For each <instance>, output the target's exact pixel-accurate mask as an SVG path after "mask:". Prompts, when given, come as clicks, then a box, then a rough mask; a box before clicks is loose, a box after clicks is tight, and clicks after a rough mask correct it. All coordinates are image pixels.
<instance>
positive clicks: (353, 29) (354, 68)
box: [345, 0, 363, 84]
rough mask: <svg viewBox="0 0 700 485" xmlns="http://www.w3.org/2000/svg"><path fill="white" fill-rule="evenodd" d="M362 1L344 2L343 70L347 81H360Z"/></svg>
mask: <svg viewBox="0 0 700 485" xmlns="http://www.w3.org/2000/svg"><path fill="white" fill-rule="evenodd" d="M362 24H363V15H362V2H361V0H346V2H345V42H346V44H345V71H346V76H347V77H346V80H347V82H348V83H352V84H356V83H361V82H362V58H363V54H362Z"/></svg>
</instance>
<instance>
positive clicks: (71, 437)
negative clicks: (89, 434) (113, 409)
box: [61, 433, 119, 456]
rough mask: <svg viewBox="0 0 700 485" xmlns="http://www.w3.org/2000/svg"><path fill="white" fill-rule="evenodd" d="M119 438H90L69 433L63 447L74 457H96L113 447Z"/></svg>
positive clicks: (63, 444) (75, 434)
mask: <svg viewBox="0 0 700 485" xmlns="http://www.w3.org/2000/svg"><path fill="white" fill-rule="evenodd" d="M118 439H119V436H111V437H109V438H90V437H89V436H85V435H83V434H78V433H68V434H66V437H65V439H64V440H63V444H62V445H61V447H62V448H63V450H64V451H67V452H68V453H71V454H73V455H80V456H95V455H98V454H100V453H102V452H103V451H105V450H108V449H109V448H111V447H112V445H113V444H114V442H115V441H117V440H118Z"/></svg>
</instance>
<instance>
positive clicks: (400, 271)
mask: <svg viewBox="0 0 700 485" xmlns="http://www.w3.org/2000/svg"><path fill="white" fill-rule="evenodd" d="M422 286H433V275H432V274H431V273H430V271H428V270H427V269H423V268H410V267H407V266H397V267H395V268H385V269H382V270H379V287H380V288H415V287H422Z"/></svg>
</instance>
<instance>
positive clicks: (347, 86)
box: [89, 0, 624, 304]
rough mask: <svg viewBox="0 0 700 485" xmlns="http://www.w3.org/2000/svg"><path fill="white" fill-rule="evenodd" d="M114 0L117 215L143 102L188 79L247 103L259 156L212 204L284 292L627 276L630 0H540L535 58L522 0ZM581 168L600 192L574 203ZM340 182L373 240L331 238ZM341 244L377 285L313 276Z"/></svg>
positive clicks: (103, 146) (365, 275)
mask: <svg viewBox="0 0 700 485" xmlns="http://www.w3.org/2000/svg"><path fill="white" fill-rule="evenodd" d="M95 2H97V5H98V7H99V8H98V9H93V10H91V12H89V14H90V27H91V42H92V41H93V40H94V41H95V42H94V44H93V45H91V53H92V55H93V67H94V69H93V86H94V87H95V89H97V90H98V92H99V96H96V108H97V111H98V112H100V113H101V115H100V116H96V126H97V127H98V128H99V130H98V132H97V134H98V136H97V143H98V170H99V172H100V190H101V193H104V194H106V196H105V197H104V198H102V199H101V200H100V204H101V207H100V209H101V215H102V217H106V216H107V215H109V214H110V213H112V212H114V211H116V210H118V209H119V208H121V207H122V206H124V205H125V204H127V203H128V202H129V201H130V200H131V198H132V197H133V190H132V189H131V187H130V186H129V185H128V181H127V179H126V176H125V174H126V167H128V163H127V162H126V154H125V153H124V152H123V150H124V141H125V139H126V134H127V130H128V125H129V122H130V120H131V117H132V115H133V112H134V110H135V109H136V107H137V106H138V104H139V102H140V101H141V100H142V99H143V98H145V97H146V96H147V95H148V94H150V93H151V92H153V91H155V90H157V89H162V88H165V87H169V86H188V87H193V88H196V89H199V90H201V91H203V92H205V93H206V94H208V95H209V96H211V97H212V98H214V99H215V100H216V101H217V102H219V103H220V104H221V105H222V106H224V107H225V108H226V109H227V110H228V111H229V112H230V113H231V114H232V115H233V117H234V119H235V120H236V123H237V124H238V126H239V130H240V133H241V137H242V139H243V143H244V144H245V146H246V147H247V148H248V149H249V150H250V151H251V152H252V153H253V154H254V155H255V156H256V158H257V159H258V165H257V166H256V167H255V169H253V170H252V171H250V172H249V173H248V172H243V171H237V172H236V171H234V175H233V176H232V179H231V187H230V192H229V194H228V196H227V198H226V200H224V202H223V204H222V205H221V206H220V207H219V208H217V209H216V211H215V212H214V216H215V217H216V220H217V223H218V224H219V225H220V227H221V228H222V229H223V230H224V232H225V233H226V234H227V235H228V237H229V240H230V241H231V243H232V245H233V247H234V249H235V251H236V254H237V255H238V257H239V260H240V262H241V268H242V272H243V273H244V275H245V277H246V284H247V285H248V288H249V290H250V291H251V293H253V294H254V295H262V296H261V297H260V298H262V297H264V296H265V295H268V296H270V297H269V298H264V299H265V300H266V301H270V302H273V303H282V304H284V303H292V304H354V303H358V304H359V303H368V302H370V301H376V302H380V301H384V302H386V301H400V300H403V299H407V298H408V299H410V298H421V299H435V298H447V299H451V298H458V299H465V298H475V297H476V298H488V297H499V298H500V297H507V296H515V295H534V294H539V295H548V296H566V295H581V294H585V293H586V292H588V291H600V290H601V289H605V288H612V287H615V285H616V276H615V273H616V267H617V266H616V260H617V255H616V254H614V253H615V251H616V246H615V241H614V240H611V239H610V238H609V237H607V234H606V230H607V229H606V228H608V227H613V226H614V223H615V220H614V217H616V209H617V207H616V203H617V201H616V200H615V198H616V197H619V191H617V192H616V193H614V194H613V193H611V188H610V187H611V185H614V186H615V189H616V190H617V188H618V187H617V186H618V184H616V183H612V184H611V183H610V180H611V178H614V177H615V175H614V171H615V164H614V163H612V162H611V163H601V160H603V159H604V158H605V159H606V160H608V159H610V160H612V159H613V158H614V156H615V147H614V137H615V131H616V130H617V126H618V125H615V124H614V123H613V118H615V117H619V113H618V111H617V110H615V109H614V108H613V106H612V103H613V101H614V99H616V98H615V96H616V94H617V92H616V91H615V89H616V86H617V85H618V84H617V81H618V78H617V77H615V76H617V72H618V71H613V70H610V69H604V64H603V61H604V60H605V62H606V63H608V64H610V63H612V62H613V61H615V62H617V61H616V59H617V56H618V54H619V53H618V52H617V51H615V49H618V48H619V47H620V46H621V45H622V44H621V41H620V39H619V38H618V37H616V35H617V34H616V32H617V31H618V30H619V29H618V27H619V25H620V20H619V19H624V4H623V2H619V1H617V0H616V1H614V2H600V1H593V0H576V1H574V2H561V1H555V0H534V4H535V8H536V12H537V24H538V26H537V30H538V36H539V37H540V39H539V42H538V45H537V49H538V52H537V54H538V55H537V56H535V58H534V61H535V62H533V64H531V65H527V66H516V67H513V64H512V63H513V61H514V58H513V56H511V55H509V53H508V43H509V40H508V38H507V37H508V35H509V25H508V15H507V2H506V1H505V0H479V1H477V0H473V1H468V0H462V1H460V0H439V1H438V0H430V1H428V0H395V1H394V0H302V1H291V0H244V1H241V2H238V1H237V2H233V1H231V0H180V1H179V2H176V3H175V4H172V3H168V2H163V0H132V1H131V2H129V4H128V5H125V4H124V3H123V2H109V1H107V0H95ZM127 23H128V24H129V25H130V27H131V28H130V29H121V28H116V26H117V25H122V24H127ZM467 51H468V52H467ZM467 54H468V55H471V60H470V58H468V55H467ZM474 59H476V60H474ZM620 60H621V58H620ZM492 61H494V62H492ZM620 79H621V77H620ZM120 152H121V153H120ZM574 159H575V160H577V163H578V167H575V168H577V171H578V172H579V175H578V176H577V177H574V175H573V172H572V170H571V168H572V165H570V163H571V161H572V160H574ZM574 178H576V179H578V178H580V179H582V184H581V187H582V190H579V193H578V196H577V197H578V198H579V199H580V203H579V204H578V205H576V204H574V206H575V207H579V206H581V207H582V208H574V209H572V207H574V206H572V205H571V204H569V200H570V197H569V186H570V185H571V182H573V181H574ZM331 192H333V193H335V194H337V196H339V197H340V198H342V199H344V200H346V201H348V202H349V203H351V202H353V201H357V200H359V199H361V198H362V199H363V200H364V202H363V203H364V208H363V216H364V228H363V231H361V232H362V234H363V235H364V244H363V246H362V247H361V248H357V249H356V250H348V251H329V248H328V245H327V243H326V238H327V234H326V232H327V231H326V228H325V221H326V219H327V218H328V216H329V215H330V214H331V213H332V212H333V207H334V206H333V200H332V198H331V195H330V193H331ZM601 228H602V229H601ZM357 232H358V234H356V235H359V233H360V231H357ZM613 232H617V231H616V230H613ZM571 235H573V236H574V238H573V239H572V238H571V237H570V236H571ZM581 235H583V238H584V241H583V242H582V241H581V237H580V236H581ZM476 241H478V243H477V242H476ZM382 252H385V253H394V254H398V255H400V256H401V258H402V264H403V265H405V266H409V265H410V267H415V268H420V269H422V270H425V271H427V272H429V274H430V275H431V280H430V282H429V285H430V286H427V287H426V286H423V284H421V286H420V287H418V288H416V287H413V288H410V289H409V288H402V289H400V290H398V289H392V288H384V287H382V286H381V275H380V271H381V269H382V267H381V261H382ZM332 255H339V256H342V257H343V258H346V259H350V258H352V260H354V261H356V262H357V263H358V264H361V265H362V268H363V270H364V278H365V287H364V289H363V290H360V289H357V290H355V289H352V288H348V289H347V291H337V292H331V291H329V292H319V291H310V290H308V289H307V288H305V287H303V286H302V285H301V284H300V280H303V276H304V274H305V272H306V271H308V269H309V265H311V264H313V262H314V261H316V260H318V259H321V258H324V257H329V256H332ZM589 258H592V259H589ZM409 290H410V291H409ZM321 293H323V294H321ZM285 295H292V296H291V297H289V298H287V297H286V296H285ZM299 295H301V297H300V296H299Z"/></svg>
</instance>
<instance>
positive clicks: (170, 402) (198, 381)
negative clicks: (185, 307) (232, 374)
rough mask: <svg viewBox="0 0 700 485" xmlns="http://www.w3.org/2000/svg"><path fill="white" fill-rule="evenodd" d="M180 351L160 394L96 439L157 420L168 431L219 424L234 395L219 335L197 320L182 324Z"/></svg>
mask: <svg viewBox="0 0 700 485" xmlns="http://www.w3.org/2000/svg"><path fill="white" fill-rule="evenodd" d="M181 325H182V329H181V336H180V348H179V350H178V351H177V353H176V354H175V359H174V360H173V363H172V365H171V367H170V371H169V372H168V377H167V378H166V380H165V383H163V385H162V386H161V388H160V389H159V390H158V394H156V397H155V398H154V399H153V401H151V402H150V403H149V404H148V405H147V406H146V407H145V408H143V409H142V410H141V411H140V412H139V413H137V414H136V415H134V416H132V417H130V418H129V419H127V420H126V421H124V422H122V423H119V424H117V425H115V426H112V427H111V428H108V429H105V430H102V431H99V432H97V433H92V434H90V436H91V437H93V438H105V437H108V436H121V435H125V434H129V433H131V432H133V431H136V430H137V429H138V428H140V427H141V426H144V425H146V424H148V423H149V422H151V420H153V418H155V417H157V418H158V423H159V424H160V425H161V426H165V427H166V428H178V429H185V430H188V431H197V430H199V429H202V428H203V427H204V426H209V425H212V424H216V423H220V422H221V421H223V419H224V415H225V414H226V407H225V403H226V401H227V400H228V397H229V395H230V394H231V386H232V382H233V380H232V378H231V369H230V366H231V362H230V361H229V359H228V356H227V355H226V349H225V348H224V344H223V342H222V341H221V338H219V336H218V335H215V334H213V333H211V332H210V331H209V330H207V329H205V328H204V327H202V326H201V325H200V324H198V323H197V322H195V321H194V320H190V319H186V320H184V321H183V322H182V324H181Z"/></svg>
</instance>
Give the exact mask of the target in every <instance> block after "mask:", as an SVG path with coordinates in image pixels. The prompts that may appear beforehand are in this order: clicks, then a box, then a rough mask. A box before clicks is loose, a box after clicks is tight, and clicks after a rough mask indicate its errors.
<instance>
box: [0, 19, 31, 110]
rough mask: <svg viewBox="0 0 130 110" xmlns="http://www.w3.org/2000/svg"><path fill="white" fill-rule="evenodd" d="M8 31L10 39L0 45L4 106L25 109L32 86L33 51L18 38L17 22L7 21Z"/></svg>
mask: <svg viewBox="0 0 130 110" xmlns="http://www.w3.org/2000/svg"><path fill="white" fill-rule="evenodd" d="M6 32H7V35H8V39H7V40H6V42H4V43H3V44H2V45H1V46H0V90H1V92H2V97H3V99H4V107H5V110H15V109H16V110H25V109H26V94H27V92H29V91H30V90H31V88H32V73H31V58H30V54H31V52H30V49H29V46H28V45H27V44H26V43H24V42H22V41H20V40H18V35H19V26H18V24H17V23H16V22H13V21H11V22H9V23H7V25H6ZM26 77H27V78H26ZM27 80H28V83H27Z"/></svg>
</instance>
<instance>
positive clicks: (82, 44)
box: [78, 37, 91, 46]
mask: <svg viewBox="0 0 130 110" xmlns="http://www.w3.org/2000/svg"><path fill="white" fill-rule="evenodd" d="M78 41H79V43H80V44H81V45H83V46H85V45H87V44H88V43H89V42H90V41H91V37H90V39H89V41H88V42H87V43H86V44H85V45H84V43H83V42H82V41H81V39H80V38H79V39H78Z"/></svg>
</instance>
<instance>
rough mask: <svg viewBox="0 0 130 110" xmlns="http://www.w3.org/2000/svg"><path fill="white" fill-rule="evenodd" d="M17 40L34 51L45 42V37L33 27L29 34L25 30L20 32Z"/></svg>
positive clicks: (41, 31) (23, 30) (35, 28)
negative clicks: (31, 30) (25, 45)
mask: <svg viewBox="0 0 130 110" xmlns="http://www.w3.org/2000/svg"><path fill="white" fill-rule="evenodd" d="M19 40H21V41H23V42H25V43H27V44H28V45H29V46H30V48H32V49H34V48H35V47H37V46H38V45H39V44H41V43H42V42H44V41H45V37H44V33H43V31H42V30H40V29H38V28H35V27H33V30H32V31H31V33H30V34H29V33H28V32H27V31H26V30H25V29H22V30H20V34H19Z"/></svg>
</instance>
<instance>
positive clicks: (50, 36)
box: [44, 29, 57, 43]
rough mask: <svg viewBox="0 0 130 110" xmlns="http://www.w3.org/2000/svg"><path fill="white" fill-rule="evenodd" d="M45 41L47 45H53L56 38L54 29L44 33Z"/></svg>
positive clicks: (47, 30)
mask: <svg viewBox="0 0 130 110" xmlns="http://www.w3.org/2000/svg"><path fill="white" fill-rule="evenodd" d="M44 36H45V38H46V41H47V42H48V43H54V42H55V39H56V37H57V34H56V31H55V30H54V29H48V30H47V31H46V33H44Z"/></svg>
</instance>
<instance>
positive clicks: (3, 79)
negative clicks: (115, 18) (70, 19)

+ + + +

## Aim of the task
Give the lines again, exactly as they stand, from the beginning of the data through the line with "box: [89, 0, 624, 304]".

## Final answer
For each <instance>, output the target's exact pixel-accurate mask as an SVG path after "mask:". Prompts, when given, come as clicks, then a box, then a rough mask; a box before clicks is loose, a box after clicks is tight, and clicks after a rough mask correct it. All coordinates are image pixels.
<instance>
positive clicks: (353, 29) (354, 68)
box: [345, 0, 363, 84]
rough mask: <svg viewBox="0 0 700 485" xmlns="http://www.w3.org/2000/svg"><path fill="white" fill-rule="evenodd" d="M362 1L344 2L343 70L347 81H360Z"/></svg>
mask: <svg viewBox="0 0 700 485" xmlns="http://www.w3.org/2000/svg"><path fill="white" fill-rule="evenodd" d="M362 24H363V15H362V2H361V0H346V2H345V42H346V44H345V71H346V76H347V77H346V80H347V82H348V83H352V84H356V83H361V82H362V58H363V54H362Z"/></svg>
</instance>
<instance>
positive clicks: (71, 437)
negative clicks: (89, 434) (113, 409)
box: [61, 433, 119, 456]
rough mask: <svg viewBox="0 0 700 485" xmlns="http://www.w3.org/2000/svg"><path fill="white" fill-rule="evenodd" d="M119 438H90L69 433L63 447L74 457H96L113 447Z"/></svg>
positive clicks: (63, 444) (75, 434)
mask: <svg viewBox="0 0 700 485" xmlns="http://www.w3.org/2000/svg"><path fill="white" fill-rule="evenodd" d="M118 439H119V436H111V437H109V438H90V437H89V436H85V435H83V434H78V433H68V434H66V437H65V439H64V440H63V444H62V445H61V447H62V448H63V450H64V451H67V452H68V453H71V454H73V455H80V456H95V455H98V454H100V453H102V452H103V451H105V450H108V449H109V448H111V447H112V445H113V444H114V442H115V441H117V440H118Z"/></svg>
</instance>
<instance>
positive clicks: (400, 271)
mask: <svg viewBox="0 0 700 485" xmlns="http://www.w3.org/2000/svg"><path fill="white" fill-rule="evenodd" d="M422 286H433V275H432V274H431V273H430V271H428V270H427V269H423V268H410V267H407V266H397V267H395V268H385V269H382V270H379V287H380V288H415V287H422Z"/></svg>
</instance>
<instance>
positive clicks: (347, 86)
box: [89, 0, 624, 304]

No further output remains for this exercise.